*** Block opens ***

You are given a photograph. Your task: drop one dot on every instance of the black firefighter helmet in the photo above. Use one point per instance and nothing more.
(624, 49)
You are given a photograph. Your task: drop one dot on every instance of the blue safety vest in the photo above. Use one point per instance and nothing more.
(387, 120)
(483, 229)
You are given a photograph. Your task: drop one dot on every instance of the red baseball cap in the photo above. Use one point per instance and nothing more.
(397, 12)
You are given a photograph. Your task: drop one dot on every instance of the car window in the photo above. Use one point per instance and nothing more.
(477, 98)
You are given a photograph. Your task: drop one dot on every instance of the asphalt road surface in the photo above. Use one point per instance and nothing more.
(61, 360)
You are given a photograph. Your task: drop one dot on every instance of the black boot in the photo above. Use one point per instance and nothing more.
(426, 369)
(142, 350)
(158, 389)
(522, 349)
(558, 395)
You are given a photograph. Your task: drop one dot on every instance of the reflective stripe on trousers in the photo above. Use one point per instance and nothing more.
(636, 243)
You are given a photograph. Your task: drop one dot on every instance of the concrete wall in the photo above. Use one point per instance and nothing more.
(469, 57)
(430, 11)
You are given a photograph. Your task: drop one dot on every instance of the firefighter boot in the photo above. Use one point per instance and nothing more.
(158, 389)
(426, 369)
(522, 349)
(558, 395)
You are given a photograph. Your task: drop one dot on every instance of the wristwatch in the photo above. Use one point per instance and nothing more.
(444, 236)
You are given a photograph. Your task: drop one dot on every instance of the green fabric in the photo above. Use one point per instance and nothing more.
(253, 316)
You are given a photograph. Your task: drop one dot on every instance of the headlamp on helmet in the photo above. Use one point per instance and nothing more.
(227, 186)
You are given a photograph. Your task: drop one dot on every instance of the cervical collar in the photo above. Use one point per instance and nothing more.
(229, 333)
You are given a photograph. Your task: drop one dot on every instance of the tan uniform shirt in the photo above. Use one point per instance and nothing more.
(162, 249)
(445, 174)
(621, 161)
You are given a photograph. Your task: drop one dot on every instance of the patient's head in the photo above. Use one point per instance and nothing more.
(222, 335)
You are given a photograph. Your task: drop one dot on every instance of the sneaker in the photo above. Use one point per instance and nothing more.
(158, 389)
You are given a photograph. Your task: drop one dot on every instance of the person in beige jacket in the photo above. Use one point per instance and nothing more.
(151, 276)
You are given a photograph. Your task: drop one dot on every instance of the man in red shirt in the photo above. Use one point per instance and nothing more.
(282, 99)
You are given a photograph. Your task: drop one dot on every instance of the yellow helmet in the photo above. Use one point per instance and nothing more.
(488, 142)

*** Block closes ***

__The task__. Every entry, from top to bottom, should be repeated word for word.

__Written solution__.
You are given a photograph. Your task: drop one dot on every instance of the black firefighter helmet in the photo above. Use one point per instance and nothing more.
(624, 49)
You are given a photograph. Your task: drop one dot on every instance of the blue safety vest in the photo above. Use one point per instance and nothing more.
(387, 120)
(483, 229)
You are given a photograph. Your task: drop one dot on every instance of the red baseball cap in the photo above. Use one point per instance and nothing more.
(397, 12)
You are given a photograph. Your task: drop one dot on every instance of the car window in the photo above. Use one point per instance and nothing more.
(477, 98)
You are given a photograph. Your task: drop one dot on every instance of the asphalt road surface in the photo above. Use one point per instance and nothing more.
(61, 360)
You are given a photograph. Your task: drop one dot on every instance of the black boot in the photo above. Use one point per instance and nothing more.
(426, 369)
(142, 350)
(158, 389)
(522, 349)
(558, 395)
You are given a photograph. Your task: drop one dot on every instance of the reflective stripe on trousers in the photo above. Use one point per instance and nothing more.
(636, 243)
You are given a photograph. Your task: drop one dot on every instance of the concrete wall in the photo above. Use one point per instance and nothing more.
(469, 57)
(430, 11)
You are given a photograph. Your task: drop one dot on every instance of the firefighter boot in the photo above. Use one point per instance and nothing more.
(158, 389)
(426, 369)
(522, 349)
(558, 395)
You are given a photograph. Your task: drop one dot on every instance of the wristwatch in the photo above. Use one point per instance and nothing more.
(444, 236)
You are given a photograph. Your task: drop one dot on every instance of the green fabric in the photo above. Use one point per instance and nothing more.
(253, 316)
You are given a photograph. Your task: drop one dot on every instance of the headlamp on helmet in the photo above. Use one point per instance and nothing more.
(227, 186)
You are given a photograph. Your task: drop one dot on every instance of the cervical collar in the photo above. Use one point per instance and nothing more.
(229, 333)
You are given a photograph. Your task: drop one dot on every instance of the tan uniform shirt in the photo above. Use one point per instance and nothing more.
(162, 249)
(445, 174)
(621, 161)
You are given a photograph. Your task: drop one dot on every instance of the patient's head in the photo above. Use one point per instance and nothing more.
(222, 335)
You are given a photograph. Your task: drop one dot on every instance of the sneaker in the photo above. Use one point per instance and nothing more.
(158, 389)
You are given a photograph. Your task: drop one dot on every instance of the person in beige jacket in the photo above. Use one point per instance and nothing more.
(151, 276)
You are given a photograph. Your task: drop one dot on every instance of the man in red shirt in the photo above. Use one point per instance and nothing more.
(282, 99)
You are given a photograph. Your task: drop one dot on every instance of the yellow helmet in the photo above. Use one point per instance and nothing more.
(488, 142)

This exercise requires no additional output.